[Data extracted from a collection]
******************************

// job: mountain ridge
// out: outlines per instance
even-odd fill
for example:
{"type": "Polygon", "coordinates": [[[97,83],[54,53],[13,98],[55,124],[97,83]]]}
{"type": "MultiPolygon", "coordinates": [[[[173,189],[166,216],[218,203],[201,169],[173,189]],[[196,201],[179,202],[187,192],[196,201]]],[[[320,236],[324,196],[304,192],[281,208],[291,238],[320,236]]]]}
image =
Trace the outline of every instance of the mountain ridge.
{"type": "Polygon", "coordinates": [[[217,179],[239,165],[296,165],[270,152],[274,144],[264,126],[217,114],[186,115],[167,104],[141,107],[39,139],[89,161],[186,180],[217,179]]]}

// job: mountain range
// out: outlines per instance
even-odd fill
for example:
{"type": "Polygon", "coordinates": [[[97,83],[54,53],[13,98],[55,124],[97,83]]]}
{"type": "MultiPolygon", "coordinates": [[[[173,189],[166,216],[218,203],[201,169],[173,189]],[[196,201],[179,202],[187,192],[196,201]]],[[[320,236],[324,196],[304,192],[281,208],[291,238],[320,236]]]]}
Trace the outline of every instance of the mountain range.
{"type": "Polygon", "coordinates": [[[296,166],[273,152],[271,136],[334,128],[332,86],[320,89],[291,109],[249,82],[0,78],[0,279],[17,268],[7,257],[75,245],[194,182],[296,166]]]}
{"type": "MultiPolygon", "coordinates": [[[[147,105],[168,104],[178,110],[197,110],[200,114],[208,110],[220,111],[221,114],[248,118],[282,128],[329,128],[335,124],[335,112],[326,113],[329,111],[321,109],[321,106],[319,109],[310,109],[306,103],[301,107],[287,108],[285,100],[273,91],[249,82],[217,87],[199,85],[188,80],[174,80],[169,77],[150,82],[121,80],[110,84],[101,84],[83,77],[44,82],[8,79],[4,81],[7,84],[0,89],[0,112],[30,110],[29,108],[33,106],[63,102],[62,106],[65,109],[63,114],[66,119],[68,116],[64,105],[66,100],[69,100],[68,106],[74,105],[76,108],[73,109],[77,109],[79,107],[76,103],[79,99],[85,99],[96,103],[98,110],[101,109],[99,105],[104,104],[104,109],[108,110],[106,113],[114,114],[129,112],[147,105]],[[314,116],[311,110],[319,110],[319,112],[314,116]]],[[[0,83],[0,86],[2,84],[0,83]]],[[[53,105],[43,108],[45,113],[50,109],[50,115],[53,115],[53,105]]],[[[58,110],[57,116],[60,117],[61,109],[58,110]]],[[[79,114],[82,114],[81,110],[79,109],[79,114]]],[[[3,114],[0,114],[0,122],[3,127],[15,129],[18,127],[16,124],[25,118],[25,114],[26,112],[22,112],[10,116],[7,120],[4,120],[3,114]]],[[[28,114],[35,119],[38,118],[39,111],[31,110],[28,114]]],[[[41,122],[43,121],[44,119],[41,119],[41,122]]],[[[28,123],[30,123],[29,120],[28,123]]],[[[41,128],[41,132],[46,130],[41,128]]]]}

******************************

• _TASK BRIEF_
Transcribe the records above in full, exactly as they stand.

• _ANSWER FOR THE TASK_
// job: mountain ridge
// out: outlines per instance
even-odd fill
for example:
{"type": "Polygon", "coordinates": [[[97,83],[54,53],[13,98],[55,124],[97,83]]]}
{"type": "MultiPolygon", "coordinates": [[[[173,189],[166,216],[218,203],[201,169],[173,189]],[[196,201],[179,202],[187,192],[196,201]]],[[[320,236],[324,196],[304,192],[281,208],[291,238],[320,236]]]]}
image =
Trace the outline of every instance of the mountain ridge.
{"type": "Polygon", "coordinates": [[[217,179],[239,165],[296,165],[270,152],[274,144],[264,126],[217,114],[186,115],[167,104],[141,107],[39,139],[89,161],[186,180],[217,179]]]}

// job: mountain range
// out: outlines per instance
even-odd fill
for example:
{"type": "Polygon", "coordinates": [[[97,83],[54,53],[13,98],[55,124],[97,83]]]}
{"type": "MultiPolygon", "coordinates": [[[[173,189],[166,216],[218,203],[201,169],[173,189]],[[196,201],[179,202],[187,192],[196,201]]],[[[320,236],[324,196],[304,192],[281,208],[291,238],[320,236]]]]}
Trace the outline of every instance of the mountain range.
{"type": "Polygon", "coordinates": [[[296,166],[273,152],[271,136],[334,128],[332,86],[320,89],[291,109],[249,82],[0,78],[0,279],[17,268],[7,257],[75,245],[194,182],[296,166]]]}
{"type": "MultiPolygon", "coordinates": [[[[147,105],[168,104],[178,110],[197,110],[200,114],[208,110],[220,111],[221,114],[248,118],[282,128],[329,128],[335,124],[335,112],[326,113],[329,111],[321,109],[321,106],[319,109],[310,109],[306,103],[301,107],[287,108],[285,100],[273,91],[249,82],[217,87],[199,85],[188,80],[174,80],[169,77],[150,82],[121,80],[110,84],[101,84],[83,77],[44,82],[8,79],[4,81],[7,84],[0,89],[0,112],[30,110],[29,108],[33,106],[63,102],[62,106],[65,109],[63,114],[66,119],[68,116],[64,105],[66,100],[69,100],[68,106],[74,105],[76,108],[73,109],[77,109],[79,107],[76,103],[79,99],[85,99],[96,103],[98,110],[101,109],[99,105],[104,104],[104,109],[108,110],[106,113],[114,114],[129,112],[147,105]],[[314,116],[311,110],[319,110],[319,112],[314,116]]],[[[0,83],[0,86],[2,84],[0,83]]],[[[53,105],[43,108],[45,113],[50,109],[50,115],[53,115],[53,105]]],[[[58,110],[57,116],[60,117],[61,109],[58,110]]],[[[79,114],[82,114],[81,110],[79,109],[79,114]]],[[[3,114],[0,114],[0,122],[3,127],[15,129],[18,127],[16,124],[25,118],[25,114],[26,112],[22,112],[10,116],[7,120],[4,120],[3,114]]],[[[28,114],[35,119],[38,118],[39,111],[31,110],[28,114]]],[[[41,122],[43,121],[44,119],[41,119],[41,122]]],[[[28,123],[30,123],[29,120],[28,123]]],[[[41,128],[41,132],[46,130],[41,128]]]]}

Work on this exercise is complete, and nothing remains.